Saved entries
# # # # # # #

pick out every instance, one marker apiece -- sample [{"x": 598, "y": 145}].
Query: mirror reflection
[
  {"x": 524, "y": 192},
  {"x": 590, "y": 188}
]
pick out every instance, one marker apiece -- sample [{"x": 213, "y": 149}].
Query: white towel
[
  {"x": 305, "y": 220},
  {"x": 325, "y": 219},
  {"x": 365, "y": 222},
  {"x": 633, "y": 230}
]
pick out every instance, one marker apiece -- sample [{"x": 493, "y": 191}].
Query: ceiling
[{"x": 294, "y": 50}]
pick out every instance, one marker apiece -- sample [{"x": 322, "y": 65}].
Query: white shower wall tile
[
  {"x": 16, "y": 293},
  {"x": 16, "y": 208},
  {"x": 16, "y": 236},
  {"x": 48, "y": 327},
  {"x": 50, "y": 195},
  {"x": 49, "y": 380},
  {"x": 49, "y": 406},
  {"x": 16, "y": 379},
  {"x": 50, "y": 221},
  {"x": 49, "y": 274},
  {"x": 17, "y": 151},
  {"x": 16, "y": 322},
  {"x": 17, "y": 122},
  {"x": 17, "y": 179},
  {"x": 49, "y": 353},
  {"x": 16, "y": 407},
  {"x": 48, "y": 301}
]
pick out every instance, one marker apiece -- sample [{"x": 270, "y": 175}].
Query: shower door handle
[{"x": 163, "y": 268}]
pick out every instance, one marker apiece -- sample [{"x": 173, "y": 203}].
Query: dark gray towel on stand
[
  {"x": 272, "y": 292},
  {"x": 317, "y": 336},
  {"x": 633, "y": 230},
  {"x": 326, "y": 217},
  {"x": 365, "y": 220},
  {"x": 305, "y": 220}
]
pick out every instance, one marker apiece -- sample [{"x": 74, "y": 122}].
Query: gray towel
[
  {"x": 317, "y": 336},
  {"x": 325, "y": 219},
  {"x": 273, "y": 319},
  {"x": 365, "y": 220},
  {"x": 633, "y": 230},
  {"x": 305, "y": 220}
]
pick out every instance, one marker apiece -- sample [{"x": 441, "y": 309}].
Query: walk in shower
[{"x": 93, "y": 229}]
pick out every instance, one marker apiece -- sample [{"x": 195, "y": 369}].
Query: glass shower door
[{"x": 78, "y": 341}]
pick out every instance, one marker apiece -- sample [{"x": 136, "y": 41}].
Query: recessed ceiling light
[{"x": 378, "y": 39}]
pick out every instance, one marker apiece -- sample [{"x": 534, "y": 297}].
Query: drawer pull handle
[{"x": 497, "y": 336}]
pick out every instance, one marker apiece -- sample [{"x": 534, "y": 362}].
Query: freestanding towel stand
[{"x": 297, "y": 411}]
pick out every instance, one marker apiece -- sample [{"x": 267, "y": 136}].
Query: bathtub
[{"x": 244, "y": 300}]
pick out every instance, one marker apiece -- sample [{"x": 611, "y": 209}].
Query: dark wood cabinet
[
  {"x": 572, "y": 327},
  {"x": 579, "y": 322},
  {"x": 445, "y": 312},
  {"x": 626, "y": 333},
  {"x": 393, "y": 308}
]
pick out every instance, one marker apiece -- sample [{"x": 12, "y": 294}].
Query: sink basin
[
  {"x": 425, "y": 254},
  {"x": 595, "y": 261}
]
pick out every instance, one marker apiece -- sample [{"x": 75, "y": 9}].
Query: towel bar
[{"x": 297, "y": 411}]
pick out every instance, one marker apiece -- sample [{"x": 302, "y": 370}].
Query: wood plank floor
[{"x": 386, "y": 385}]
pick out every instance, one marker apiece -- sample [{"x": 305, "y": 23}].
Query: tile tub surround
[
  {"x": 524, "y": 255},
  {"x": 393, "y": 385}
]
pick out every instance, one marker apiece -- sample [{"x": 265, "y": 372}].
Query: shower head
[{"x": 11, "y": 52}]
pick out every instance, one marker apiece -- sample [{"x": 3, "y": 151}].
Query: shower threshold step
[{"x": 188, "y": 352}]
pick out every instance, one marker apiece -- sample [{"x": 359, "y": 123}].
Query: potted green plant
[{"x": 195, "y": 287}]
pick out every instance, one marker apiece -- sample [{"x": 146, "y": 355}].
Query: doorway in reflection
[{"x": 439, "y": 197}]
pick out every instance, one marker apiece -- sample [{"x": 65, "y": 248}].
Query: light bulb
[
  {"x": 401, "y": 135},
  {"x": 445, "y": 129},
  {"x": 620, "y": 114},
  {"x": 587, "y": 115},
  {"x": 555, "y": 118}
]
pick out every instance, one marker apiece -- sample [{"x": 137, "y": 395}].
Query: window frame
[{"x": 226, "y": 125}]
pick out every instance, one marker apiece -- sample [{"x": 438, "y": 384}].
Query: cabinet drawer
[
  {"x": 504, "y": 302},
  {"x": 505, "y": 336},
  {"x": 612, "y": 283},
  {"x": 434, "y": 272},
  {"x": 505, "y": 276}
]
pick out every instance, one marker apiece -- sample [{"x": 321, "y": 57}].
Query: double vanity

# # # # # # #

Task objective: Repeat the records above exactly, leaving none out.

Written answer:
pick out every instance, one marker apiece -- sample [{"x": 598, "y": 145}].
Query: mirror reflection
[
  {"x": 524, "y": 192},
  {"x": 590, "y": 188}
]
pick out every instance, one marker apiece -- sample [{"x": 213, "y": 149}].
Query: white towel
[
  {"x": 305, "y": 220},
  {"x": 325, "y": 219},
  {"x": 365, "y": 222},
  {"x": 633, "y": 230}
]
pick out every instance, one marker apiece -- sample [{"x": 493, "y": 191}].
Query: ceiling
[{"x": 294, "y": 50}]
pick out every instance, one marker apiece -- sample [{"x": 322, "y": 65}].
Query: white shower wall tile
[
  {"x": 16, "y": 293},
  {"x": 16, "y": 208},
  {"x": 16, "y": 236},
  {"x": 48, "y": 327},
  {"x": 50, "y": 195},
  {"x": 49, "y": 380},
  {"x": 49, "y": 406},
  {"x": 16, "y": 379},
  {"x": 50, "y": 221},
  {"x": 49, "y": 274},
  {"x": 17, "y": 151},
  {"x": 16, "y": 322},
  {"x": 17, "y": 122},
  {"x": 17, "y": 179},
  {"x": 49, "y": 353},
  {"x": 16, "y": 407},
  {"x": 48, "y": 301}
]
pick out every instance, one marker apiece -- sample [{"x": 270, "y": 175}].
Query: shower door handle
[{"x": 163, "y": 268}]
pick out every instance, one marker apiece -- sample [{"x": 173, "y": 203}].
Query: dark gray towel on stand
[
  {"x": 272, "y": 292},
  {"x": 317, "y": 336},
  {"x": 633, "y": 230},
  {"x": 326, "y": 217},
  {"x": 365, "y": 220},
  {"x": 305, "y": 220}
]
pick out every instance, one marker apiece -- sample [{"x": 74, "y": 122}].
Query: gray towel
[
  {"x": 317, "y": 336},
  {"x": 325, "y": 219},
  {"x": 273, "y": 319},
  {"x": 365, "y": 220},
  {"x": 633, "y": 230},
  {"x": 305, "y": 220}
]
pick out every instance, one marker apiece -- sample [{"x": 441, "y": 309}].
Query: walk in shower
[{"x": 93, "y": 229}]
pick out every instance, one marker apiece -- sample [{"x": 195, "y": 369}].
Query: glass shower door
[{"x": 78, "y": 341}]
pick out every instance, one marker apiece -- sample [{"x": 136, "y": 41}].
Query: recessed ceiling light
[{"x": 378, "y": 39}]
pick out every instance, one marker apiece -- sample [{"x": 534, "y": 297}].
Query: drawer pull handle
[{"x": 497, "y": 336}]
pick out every instance, one marker apiece -- sample [{"x": 534, "y": 362}].
Query: freestanding towel stand
[{"x": 297, "y": 411}]
pick out every instance, one marker apiece -- sample [{"x": 267, "y": 136}].
Query: bathtub
[{"x": 244, "y": 300}]
pick out every instance, one marker apiece -- sample [{"x": 611, "y": 209}].
Query: dark wood cabinet
[
  {"x": 572, "y": 327},
  {"x": 579, "y": 322},
  {"x": 445, "y": 312},
  {"x": 626, "y": 333},
  {"x": 393, "y": 308}
]
pick out every instance, one marker apiece -- sample [{"x": 12, "y": 294}].
Query: sink basin
[
  {"x": 425, "y": 254},
  {"x": 595, "y": 261}
]
pick out every instance, one marker apiece -- sample [{"x": 75, "y": 9}].
Query: towel bar
[{"x": 297, "y": 411}]
pick out every instance, one marker apiece -- sample [{"x": 302, "y": 370}].
Query: wood plank floor
[{"x": 386, "y": 385}]
pick out every instance, one marker apiece -- sample [{"x": 305, "y": 23}].
Query: tile tub surround
[
  {"x": 524, "y": 255},
  {"x": 393, "y": 385}
]
pick out every instance, one marker apiece -- sample [{"x": 265, "y": 372}].
Query: shower head
[{"x": 11, "y": 52}]
pick out every instance, one marker apiece -- sample [{"x": 3, "y": 151}].
Query: shower threshold step
[{"x": 188, "y": 352}]
pick out every instance, one marker apiece -- sample [{"x": 359, "y": 123}].
Query: potted green plant
[{"x": 195, "y": 287}]
pick out every instance, one marker apiece -- sample [{"x": 146, "y": 355}].
Query: doorway in reflection
[{"x": 439, "y": 197}]
pick out every instance, one marker apiece -- sample [{"x": 65, "y": 248}].
Query: light bulb
[
  {"x": 401, "y": 135},
  {"x": 445, "y": 129},
  {"x": 620, "y": 114},
  {"x": 587, "y": 115},
  {"x": 555, "y": 118}
]
pick out every instance, one marker apiece -- sample [{"x": 137, "y": 395}].
Query: window frame
[{"x": 226, "y": 125}]
pick out every instance, one marker apiece -- sample [{"x": 438, "y": 384}].
Query: cabinet drawer
[
  {"x": 504, "y": 302},
  {"x": 505, "y": 336},
  {"x": 612, "y": 283},
  {"x": 434, "y": 272},
  {"x": 505, "y": 276}
]
pick out every instance, one marker apiece -- sample [{"x": 321, "y": 57}].
Query: double vanity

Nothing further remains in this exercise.